_Excerpted passage_:
════════════════════
Far Far West is a co-op friendly Western roguelite from Evil Raptor and Fireshine Games where robot cowboys take bounties, sling spells, and extract with rewards. The early hours punish slow, scattered play, but a few mechanical habits change every run from a messy retreat into a clean payday. The points below focus on the systems most new players miss.
Quick answer: Manually set your weapon fragment target before every run, cast each spell line once for its one-time XP bonus, clear all side objectives before triggering the boss, and keep moving with dashes, jumps, and Roach.

Saloon priorities before each run
The Saloon is the persistent hub between runs. Gold and Souls earned in the field are spent here on permanent character stats, weapon perks, spell tree investments, and skins. Progress carries between runs, so even failed extracts move the meta forward.
════════════════════
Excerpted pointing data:

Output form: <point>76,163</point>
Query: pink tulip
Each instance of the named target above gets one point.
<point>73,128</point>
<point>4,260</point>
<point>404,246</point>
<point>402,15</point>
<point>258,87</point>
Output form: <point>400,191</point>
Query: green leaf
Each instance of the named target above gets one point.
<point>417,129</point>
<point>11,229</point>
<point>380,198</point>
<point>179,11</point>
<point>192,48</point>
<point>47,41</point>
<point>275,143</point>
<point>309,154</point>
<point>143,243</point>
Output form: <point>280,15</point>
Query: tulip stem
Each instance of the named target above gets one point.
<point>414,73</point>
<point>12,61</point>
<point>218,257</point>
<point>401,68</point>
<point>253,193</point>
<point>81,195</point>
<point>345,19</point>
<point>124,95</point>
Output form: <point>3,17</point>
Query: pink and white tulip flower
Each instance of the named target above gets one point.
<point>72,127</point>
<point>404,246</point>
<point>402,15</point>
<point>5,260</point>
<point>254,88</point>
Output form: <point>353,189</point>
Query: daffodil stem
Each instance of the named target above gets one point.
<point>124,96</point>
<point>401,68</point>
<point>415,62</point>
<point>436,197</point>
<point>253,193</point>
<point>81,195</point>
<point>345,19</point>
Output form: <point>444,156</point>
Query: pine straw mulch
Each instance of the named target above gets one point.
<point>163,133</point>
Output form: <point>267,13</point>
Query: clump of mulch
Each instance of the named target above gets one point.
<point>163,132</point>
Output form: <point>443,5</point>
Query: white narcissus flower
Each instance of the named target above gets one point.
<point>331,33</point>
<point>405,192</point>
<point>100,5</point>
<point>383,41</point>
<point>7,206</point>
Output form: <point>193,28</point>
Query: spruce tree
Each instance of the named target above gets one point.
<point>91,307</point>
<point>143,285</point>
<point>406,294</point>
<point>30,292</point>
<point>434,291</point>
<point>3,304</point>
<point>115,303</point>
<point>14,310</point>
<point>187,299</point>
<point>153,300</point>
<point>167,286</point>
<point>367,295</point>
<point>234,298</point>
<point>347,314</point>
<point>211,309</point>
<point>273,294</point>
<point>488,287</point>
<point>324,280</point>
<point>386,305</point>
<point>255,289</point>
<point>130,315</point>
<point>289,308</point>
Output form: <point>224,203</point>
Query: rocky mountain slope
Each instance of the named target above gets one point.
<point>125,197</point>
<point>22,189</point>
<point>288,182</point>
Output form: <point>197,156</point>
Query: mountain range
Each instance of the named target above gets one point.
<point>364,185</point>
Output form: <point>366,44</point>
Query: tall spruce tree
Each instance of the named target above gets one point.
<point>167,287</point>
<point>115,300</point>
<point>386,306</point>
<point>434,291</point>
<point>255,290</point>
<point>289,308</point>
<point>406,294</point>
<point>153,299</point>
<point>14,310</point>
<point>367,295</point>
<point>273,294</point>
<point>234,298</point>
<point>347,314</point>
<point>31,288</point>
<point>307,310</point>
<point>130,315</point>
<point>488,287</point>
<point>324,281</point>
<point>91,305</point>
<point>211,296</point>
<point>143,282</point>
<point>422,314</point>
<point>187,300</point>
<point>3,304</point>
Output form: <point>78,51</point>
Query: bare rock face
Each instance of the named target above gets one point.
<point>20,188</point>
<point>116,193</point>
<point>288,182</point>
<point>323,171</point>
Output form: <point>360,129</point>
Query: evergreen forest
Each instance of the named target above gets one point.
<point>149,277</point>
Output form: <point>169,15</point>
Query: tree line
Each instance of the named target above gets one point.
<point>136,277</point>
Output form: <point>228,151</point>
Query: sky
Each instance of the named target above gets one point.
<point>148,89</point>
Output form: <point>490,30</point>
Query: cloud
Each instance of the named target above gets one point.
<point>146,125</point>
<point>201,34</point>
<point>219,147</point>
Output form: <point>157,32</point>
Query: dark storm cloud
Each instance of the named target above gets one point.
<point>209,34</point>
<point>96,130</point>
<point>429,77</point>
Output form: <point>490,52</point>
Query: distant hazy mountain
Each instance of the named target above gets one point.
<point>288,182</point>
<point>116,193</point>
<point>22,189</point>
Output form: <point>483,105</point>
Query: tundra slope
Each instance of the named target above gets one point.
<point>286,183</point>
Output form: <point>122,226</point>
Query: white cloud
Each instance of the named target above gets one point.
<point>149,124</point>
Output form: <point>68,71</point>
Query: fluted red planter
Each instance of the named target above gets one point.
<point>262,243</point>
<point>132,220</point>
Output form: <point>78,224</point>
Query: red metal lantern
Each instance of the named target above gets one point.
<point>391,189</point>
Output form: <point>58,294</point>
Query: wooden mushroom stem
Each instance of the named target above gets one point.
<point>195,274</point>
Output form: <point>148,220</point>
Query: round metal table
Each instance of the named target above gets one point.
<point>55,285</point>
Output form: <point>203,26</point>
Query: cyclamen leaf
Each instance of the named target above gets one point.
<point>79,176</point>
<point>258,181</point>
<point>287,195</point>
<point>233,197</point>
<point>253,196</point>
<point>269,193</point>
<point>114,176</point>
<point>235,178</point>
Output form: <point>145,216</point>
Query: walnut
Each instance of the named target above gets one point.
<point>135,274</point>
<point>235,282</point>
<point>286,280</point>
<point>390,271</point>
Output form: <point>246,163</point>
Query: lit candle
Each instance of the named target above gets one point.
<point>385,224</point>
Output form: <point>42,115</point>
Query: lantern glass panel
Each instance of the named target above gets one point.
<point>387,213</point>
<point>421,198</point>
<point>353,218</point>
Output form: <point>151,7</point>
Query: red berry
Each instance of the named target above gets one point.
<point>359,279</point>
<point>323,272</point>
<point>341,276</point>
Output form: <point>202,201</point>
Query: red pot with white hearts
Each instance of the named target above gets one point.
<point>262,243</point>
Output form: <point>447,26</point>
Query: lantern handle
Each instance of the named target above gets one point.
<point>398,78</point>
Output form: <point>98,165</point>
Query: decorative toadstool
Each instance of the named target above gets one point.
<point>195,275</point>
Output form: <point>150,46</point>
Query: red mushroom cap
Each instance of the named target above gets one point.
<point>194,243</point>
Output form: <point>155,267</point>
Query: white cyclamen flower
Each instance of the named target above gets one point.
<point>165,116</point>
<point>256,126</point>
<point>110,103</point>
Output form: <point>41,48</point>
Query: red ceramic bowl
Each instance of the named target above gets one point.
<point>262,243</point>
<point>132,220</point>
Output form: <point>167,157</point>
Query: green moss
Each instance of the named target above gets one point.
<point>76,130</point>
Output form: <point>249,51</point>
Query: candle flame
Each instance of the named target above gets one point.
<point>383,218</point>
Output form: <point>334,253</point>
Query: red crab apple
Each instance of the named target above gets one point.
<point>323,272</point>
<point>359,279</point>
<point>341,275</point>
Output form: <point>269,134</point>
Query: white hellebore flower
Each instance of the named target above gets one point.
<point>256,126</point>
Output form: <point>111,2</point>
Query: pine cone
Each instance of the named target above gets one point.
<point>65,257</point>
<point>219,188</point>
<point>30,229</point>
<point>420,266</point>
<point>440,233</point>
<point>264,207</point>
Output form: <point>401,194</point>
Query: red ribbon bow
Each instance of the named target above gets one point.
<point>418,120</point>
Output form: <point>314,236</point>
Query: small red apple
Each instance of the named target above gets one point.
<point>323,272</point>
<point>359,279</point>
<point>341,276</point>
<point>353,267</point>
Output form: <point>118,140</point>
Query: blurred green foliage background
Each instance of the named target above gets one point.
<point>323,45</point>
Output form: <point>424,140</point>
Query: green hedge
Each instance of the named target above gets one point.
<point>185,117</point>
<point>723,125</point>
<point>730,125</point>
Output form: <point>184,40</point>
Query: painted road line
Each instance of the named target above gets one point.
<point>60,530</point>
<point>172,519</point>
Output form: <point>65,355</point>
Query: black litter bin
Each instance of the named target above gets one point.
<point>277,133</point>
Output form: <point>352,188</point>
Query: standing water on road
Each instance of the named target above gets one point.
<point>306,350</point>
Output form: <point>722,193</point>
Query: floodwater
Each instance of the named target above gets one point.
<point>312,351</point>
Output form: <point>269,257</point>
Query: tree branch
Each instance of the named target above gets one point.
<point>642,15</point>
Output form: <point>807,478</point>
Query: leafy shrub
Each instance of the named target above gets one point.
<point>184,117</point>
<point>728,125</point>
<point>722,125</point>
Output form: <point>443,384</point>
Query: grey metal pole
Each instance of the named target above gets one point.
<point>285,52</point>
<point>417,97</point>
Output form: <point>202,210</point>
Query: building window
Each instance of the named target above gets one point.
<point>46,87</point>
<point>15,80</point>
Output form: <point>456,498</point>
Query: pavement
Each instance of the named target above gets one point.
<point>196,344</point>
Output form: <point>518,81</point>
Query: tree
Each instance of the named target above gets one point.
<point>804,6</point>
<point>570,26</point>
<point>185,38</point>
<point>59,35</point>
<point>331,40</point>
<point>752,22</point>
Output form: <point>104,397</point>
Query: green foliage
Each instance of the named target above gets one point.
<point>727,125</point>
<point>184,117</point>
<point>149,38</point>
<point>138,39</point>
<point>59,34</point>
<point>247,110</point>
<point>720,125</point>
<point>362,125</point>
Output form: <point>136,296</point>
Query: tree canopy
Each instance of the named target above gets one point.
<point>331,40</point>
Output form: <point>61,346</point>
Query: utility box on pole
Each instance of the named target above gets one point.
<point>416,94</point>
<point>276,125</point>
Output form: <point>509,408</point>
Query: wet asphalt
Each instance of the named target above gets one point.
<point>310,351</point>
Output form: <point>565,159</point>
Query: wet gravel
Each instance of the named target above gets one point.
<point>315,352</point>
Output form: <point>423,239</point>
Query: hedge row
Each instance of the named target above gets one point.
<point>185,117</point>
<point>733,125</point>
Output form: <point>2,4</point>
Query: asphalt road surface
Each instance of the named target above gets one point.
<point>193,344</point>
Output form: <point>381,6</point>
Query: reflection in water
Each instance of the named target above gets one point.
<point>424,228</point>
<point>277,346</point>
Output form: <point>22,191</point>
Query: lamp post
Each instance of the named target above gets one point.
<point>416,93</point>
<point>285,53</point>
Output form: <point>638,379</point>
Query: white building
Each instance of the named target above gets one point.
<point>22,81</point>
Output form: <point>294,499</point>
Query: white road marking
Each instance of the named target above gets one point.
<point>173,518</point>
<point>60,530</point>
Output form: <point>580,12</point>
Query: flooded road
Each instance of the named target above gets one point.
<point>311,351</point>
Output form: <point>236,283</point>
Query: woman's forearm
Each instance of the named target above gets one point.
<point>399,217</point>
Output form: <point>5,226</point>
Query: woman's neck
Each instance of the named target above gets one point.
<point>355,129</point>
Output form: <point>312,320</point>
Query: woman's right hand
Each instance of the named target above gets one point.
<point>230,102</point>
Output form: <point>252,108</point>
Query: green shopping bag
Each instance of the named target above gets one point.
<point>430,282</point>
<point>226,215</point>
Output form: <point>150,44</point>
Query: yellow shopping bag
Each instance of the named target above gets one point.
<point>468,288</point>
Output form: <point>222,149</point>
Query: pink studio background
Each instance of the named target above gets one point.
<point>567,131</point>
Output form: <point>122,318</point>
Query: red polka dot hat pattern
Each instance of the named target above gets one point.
════════════════════
_Directions_:
1. In the Far Far West guide, what is the Saloon?
2. Transcribe the Far Far West guide from "Far Far West" to "jumps, and Roach.".
Nothing here requires the rows.

_Per-task answers_:
1. The Saloon is the persistent hub between runs.

2.
Far Far West is a co-op friendly Western roguelite from Evil Raptor and Fireshine Games where robot cowboys take bounties, sling spells, and extract with rewards. The early hours punish slow, scattered play, but a few mechanical habits change every run from a messy retreat into a clean payday. The points below focus on the systems most new players miss.
Quick answer: Manually set your weapon fragment target before every run, cast each spell line once for its one-time XP bonus, clear all side objectives before triggering the boss, and keep moving with dashes, jumps, and Roach.